--- Study text ---

◇ ◇ ◇ ◇

Miami Beach Mayor Warns Arrests 'Only' Option Amid Police Crackdown on Spring Breakers
Dan Gelber, the mayor of Miami Beach, warned that arrests are the "only" option as police have cracked down on crowds of spring breakers in the popular Florida tourist hotspot.
More than 1,000 people have been arrested as police were deployed to enforce an 8 p.m. curfew over the weekend, after Miami Beach officials imposed a state of emergency due to out-of-control crowds amid the COVID-19 pandemic.
Local officials have said that the thousands of largely maskless partiers—some of whom have become violent—represent a major threat to public safety. In response, police cracked down with pepper spray balls and in crowd control gear as they rounded up and arrested many in the streets.
"It's become a very dangerous mix of multiple challenges. We have—we're the only real destination, it seems like, open across the country. So, tens of thousands of people are flocking here," Gelber, a Democrat, said in a Monday interview with ABC News' Good Morning America.
The Miami Beach mayor raised concerns that most of the visitors are not wearing masks or taking social distancing precautions, despite the ongoing pandemic.

◇ ◇ ◇ ◇

--- Exercise data ---

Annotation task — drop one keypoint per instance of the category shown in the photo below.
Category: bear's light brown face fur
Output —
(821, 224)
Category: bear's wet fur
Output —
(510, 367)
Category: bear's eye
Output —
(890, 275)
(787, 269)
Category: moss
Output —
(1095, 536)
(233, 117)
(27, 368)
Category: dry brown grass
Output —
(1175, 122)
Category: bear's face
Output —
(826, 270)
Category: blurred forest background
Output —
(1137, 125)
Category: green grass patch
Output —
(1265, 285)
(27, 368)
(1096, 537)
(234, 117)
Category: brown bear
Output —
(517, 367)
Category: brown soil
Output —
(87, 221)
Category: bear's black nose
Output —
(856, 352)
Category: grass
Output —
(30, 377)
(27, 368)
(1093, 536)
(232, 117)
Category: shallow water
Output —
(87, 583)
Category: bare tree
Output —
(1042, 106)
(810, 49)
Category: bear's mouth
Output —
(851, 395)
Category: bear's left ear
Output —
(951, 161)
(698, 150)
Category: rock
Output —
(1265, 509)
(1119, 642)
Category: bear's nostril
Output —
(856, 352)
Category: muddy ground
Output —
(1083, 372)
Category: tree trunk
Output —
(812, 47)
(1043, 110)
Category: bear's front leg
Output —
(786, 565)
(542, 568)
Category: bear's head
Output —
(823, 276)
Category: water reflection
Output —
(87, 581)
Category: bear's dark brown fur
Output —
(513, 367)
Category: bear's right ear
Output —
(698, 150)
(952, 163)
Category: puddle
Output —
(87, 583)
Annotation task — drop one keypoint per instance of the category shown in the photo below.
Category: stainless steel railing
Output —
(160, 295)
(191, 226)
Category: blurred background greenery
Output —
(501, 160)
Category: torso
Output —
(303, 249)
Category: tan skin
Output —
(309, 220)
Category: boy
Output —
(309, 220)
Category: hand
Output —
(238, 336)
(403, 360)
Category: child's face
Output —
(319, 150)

◇ ◇ ◇ ◇

--- Task 1 ---
Could you restate word for word the part of the Miami Beach article from "More than 1,000" up to and including "the COVID-19 pandemic."?
--- Task 2 ---
How would you render this sentence from the Miami Beach article in Spanish: "The Miami Beach mayor raised concerns that most of the visitors are not wearing masks or taking social distancing precautions, despite the ongoing pandemic."
The rows aren't needed here.

--- Your solution 1 ---
More than 1,000 people have been arrested as police were deployed to enforce an 8 p.m. curfew over the weekend, after Miami Beach officials imposed a state of emergency due to out-of-control crowds amid the COVID-19 pandemic.

--- Your solution 2 ---
El alcalde de Miami Beach expresó su preocupación porque la mayoría de los visitantes no usan mascarillas ni toman precauciones de distanciamiento social, a pesar de la pandemia en curso.